_WHAT THIS TASK INVOLVES_
In the records below, find the line with "Q. Point to the horse's head;"; retype that line and all the following lines through the end, exactly, and add nothing.

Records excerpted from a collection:
------------------------------------
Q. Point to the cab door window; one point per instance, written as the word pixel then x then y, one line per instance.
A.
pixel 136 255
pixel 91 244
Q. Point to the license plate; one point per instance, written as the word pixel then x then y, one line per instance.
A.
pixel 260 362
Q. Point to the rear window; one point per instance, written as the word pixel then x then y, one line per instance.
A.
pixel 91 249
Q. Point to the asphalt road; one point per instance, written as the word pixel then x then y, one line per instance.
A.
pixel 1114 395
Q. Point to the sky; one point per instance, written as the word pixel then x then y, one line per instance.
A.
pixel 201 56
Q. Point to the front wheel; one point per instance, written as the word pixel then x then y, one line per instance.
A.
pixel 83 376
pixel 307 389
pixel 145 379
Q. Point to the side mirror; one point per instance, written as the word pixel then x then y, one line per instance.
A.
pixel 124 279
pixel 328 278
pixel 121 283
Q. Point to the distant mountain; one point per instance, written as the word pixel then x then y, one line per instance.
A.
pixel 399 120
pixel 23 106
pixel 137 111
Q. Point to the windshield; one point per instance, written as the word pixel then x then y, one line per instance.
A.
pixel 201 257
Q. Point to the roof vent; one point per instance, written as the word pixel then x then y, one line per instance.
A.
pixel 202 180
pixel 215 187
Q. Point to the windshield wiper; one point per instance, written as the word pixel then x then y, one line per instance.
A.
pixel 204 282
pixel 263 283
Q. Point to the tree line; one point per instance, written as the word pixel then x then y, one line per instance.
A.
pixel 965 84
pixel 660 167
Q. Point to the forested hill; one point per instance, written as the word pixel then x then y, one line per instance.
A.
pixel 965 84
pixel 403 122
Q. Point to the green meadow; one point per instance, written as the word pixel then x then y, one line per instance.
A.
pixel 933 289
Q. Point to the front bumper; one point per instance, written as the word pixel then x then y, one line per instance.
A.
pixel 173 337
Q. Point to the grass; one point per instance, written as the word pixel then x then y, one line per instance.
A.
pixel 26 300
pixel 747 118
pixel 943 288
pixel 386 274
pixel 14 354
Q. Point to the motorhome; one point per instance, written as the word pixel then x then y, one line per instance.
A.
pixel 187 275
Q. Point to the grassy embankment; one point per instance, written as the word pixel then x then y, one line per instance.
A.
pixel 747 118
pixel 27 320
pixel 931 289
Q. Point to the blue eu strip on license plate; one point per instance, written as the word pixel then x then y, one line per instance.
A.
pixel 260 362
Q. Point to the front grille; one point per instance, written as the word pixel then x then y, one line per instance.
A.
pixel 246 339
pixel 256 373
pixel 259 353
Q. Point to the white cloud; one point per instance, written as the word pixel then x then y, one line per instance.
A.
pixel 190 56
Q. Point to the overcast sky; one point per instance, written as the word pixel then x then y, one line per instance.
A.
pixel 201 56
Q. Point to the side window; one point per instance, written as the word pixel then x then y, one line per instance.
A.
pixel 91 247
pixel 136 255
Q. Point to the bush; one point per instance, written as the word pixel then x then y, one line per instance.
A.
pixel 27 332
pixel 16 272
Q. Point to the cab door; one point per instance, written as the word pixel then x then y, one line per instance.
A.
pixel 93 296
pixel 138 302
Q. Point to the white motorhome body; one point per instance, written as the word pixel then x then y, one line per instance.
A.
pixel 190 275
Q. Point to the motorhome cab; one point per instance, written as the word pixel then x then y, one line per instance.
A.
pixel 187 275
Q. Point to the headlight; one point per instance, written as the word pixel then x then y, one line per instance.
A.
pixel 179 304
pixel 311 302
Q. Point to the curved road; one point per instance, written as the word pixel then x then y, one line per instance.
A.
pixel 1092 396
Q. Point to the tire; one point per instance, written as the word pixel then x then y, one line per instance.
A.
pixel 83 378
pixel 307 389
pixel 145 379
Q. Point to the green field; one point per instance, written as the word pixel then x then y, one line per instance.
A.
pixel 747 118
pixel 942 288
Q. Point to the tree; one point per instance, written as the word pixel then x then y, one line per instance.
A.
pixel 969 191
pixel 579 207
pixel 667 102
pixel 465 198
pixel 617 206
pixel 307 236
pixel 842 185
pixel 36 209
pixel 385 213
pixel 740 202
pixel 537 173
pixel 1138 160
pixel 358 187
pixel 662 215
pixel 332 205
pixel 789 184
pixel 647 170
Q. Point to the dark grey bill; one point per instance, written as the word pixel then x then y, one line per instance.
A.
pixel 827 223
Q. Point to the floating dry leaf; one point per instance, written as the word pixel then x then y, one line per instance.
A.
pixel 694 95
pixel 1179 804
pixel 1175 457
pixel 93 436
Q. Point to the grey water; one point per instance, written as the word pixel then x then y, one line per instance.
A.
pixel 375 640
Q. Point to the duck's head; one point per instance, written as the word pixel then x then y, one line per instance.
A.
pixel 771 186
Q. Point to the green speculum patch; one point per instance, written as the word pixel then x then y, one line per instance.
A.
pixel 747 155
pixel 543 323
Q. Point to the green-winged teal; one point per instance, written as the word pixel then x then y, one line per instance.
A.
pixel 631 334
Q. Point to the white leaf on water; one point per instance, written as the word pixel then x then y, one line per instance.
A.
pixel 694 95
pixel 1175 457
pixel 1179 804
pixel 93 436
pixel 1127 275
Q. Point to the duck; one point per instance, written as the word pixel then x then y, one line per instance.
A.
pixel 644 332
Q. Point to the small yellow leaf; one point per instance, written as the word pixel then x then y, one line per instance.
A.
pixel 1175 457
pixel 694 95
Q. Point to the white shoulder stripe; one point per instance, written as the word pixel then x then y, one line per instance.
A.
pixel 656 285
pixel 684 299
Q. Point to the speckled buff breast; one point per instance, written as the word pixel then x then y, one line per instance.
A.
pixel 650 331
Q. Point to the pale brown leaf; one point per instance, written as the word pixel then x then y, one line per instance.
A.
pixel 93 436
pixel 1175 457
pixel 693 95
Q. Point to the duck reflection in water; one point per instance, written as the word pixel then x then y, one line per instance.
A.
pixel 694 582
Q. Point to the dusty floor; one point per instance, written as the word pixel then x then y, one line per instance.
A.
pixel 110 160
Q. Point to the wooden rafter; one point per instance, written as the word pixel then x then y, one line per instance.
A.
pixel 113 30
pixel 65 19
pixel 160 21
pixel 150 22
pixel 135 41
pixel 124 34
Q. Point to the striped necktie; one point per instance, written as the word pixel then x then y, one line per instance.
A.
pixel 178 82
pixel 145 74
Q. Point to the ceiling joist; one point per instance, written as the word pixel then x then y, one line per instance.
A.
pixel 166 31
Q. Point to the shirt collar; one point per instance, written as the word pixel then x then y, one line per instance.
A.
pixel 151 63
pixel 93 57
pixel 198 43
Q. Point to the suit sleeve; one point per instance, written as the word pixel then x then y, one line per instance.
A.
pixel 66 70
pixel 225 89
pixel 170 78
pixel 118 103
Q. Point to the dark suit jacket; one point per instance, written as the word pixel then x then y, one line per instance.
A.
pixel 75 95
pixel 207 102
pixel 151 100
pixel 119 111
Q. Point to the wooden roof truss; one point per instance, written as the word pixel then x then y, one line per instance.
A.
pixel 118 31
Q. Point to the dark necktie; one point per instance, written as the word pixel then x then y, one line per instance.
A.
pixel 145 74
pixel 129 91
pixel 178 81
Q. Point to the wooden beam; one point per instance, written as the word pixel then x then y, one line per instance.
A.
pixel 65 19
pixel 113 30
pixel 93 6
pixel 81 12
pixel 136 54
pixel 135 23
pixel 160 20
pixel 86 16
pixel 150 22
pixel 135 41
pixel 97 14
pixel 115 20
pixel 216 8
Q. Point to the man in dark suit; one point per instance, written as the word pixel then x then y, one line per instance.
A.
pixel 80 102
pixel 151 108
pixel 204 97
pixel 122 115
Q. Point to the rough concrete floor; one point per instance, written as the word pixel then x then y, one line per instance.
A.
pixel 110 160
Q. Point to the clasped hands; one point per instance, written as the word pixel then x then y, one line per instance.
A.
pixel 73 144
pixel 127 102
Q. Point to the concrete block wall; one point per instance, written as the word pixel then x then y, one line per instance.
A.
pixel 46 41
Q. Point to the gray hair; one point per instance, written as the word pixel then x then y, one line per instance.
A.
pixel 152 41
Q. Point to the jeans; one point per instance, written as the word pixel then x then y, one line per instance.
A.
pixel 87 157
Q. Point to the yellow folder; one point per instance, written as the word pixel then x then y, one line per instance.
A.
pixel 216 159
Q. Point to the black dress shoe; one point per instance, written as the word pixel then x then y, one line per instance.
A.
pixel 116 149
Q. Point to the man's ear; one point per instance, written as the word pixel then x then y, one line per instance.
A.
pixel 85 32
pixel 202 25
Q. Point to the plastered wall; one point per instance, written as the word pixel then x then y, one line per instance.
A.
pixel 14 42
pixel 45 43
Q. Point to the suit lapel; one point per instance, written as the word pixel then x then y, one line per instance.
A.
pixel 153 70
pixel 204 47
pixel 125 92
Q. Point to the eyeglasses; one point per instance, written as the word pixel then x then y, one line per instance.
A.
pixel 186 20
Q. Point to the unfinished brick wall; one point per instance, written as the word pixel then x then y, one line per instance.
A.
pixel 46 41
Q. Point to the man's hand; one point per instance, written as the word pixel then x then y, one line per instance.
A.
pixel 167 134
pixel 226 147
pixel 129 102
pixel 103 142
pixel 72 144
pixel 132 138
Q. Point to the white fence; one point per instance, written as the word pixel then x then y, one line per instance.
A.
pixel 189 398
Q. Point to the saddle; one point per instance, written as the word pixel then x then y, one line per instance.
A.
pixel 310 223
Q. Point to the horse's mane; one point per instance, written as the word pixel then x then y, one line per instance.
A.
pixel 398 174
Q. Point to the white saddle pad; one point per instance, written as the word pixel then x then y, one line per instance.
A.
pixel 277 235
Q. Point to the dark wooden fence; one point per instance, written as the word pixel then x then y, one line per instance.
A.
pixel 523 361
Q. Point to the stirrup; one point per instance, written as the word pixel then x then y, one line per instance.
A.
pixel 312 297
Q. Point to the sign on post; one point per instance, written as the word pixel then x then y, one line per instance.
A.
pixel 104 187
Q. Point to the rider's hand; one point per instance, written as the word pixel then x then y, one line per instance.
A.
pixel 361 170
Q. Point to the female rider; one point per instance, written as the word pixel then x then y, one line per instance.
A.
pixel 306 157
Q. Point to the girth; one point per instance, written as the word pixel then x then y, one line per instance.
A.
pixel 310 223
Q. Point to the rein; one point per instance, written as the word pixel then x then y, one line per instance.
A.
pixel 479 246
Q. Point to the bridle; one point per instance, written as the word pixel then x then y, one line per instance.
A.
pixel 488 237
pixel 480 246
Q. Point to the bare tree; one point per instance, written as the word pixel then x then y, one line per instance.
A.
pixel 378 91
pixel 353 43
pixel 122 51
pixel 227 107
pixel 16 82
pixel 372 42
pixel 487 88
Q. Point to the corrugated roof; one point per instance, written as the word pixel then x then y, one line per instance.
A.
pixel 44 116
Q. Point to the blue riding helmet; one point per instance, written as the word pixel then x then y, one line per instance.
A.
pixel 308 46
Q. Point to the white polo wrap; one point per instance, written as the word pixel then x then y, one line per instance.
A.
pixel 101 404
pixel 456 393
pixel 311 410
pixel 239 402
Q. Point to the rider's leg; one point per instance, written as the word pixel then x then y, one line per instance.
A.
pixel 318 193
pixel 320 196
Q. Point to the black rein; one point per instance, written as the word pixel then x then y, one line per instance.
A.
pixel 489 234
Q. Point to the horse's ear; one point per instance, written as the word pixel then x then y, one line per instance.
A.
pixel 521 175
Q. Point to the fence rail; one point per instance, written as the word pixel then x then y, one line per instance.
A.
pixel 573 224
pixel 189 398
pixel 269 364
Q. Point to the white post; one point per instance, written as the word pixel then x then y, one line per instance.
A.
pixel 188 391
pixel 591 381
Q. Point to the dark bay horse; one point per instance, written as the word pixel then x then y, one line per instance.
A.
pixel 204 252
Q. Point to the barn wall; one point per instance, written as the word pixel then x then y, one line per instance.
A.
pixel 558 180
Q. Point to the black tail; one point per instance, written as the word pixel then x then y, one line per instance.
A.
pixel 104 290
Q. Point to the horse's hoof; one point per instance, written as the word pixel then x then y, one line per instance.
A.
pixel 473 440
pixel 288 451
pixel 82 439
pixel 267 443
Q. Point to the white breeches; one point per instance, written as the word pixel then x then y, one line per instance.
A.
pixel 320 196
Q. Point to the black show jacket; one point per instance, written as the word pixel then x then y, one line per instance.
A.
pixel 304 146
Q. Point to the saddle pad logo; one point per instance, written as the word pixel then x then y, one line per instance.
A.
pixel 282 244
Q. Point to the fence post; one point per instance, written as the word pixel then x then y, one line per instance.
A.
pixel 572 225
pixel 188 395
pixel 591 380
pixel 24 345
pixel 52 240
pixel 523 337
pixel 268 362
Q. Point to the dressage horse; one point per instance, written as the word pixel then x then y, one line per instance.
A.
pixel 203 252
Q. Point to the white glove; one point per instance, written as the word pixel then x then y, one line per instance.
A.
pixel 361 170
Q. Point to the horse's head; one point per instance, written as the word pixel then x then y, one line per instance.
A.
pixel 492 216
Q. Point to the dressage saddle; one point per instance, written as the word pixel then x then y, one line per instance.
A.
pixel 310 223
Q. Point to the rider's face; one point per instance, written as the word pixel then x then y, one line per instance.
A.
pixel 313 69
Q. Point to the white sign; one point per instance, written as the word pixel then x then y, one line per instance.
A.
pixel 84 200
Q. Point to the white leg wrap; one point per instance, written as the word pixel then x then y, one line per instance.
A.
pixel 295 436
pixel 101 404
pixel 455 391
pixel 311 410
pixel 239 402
------------------------------------
_WRITTEN RESPONSE_
Q. Point to the horse's head; one point per instance, written as the word pixel then x then y, one line per instance.
A.
pixel 492 216
Q. Point to the dressage saddle; one point per instance, written as the word pixel then x then y, one line per instance.
A.
pixel 310 223
Q. Point to the rider's face; one point per instance, written as the word pixel then x then y, one line per instance.
A.
pixel 313 69
Q. Point to the white sign; one point per instance, written as the word pixel then x then y, one line per instance.
A.
pixel 84 200
Q. Point to the white leg wrap; one point per instance, written as the word pixel then x then y, one line per instance.
A.
pixel 295 436
pixel 101 404
pixel 455 391
pixel 311 410
pixel 239 402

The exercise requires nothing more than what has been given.